Passage provided
----

Imagine the following scenario. A storied American university holds a conference on the future of democracy in Europe. Among the invited speakers are representatives of two of the continent's neo-Nazi parties, Jobbik in Hungary and Golden Dawn in Greece.
Better yet, imagine that same university holding a conference on current trends in Israeli politics, featuring a speaker who is an open admirer of Baruch Goldstein, the Jewish extremist who murdered 29 worshippers and wounded more than 100 when he opened fire in a Palestinian mosque in Hebron in 1994.
You might think that the ensuing public outcry would be so raucous that the invitations would be rescinded. Or, more accurately, you might conclude that this thought experiment is pointless, because the invitations would never have been extended in the first place. European neo-Nazis and Jewish ultranationalists are definitely two distinct groups who wouldn't get a look-in on an American campus.
But what if the Nazis are also Arabs? No, that's not a thought experiment. This exact dilemma surfaced last week, after Georgetown University's Prince Al Waleed Bin Talal Center for Christian-Muslim Understanding announced a Dec. 5 conference entitled "Egypt and the Struggle for Democracy."

----

Region annotation rows
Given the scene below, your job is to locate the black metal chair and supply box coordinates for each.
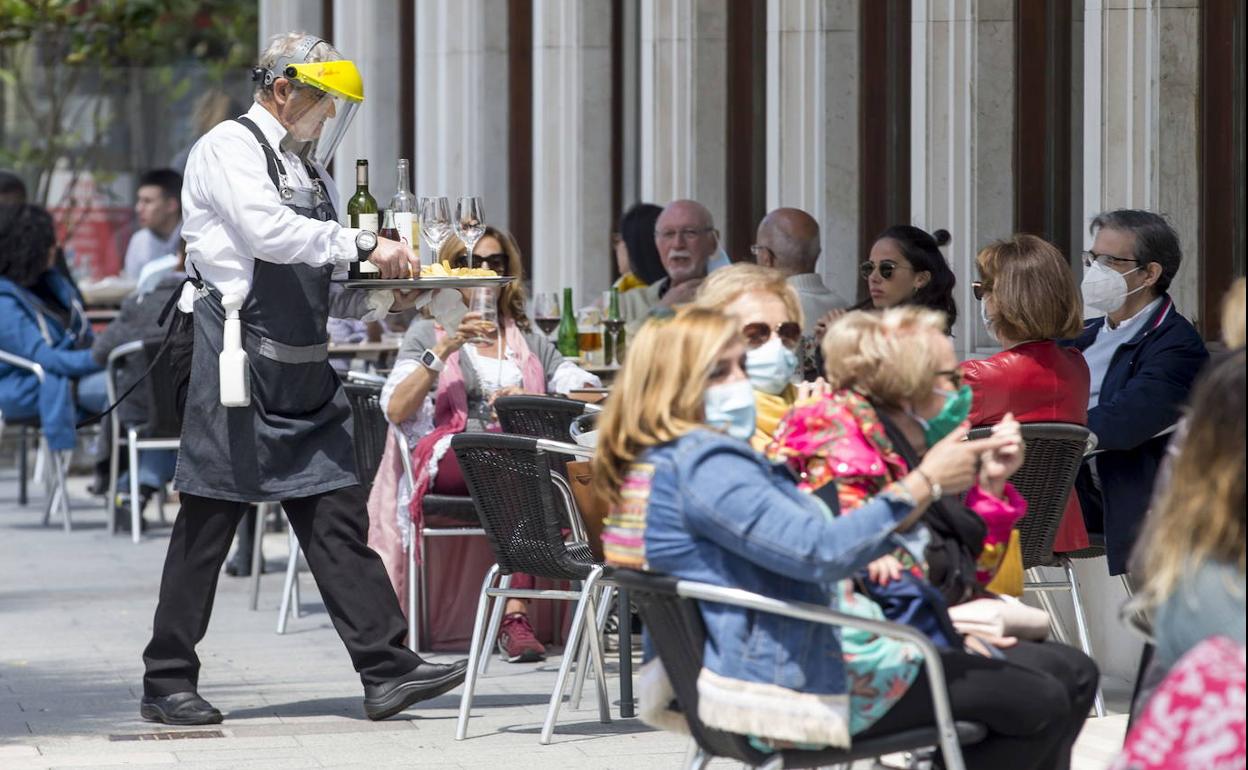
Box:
[451,433,612,744]
[608,568,987,770]
[968,422,1104,716]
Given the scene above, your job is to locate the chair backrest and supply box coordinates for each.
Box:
[609,569,768,766]
[494,396,585,442]
[970,423,1091,569]
[451,433,593,580]
[342,382,389,489]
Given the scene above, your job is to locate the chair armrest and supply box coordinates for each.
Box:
[104,339,144,403]
[676,580,963,770]
[0,351,44,384]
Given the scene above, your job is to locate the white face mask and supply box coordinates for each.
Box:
[745,334,797,396]
[1080,262,1144,316]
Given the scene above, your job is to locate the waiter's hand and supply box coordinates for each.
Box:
[368,238,421,278]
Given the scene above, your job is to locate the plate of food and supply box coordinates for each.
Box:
[334,262,513,291]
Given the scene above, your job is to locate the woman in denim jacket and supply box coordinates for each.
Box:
[594,308,1087,770]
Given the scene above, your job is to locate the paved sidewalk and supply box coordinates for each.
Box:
[0,458,1123,770]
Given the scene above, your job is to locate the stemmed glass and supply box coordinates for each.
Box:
[418,196,451,262]
[456,195,485,267]
[533,292,559,337]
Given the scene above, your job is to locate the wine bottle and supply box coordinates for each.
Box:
[603,286,625,366]
[391,157,421,251]
[347,158,381,278]
[555,288,580,358]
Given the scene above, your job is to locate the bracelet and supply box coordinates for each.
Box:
[915,468,945,502]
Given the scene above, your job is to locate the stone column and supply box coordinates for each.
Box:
[766,0,860,300]
[409,0,508,239]
[640,0,729,225]
[910,0,1015,357]
[332,2,401,208]
[533,0,615,300]
[1083,0,1201,318]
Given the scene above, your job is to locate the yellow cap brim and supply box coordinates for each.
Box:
[286,59,364,102]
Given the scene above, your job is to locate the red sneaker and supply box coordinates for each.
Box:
[498,613,545,663]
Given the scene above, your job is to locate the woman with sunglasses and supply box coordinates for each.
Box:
[962,235,1090,553]
[368,227,600,663]
[694,262,826,451]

----

Goal of the exercise
Echo the full passage about the Georgetown conference on Egypt and democracy, word for word. Rely only on the text itself.

Exercise response
Imagine the following scenario. A storied American university holds a conference on the future of democracy in Europe. Among the invited speakers are representatives of two of the continent's neo-Nazi parties, Jobbik in Hungary and Golden Dawn in Greece.
Better yet, imagine that same university holding a conference on current trends in Israeli politics, featuring a speaker who is an open admirer of Baruch Goldstein, the Jewish extremist who murdered 29 worshippers and wounded more than 100 when he opened fire in a Palestinian mosque in Hebron in 1994.
You might think that the ensuing public outcry would be so raucous that the invitations would be rescinded. Or, more accurately, you might conclude that this thought experiment is pointless, because the invitations would never have been extended in the first place. European neo-Nazis and Jewish ultranationalists are definitely two distinct groups who wouldn't get a look-in on an American campus.
But what if the Nazis are also Arabs? No, that's not a thought experiment. This exact dilemma surfaced last week, after Georgetown University's Prince Al Waleed Bin Talal Center for Christian-Muslim Understanding announced a Dec. 5 conference entitled "Egypt and the Struggle for Democracy."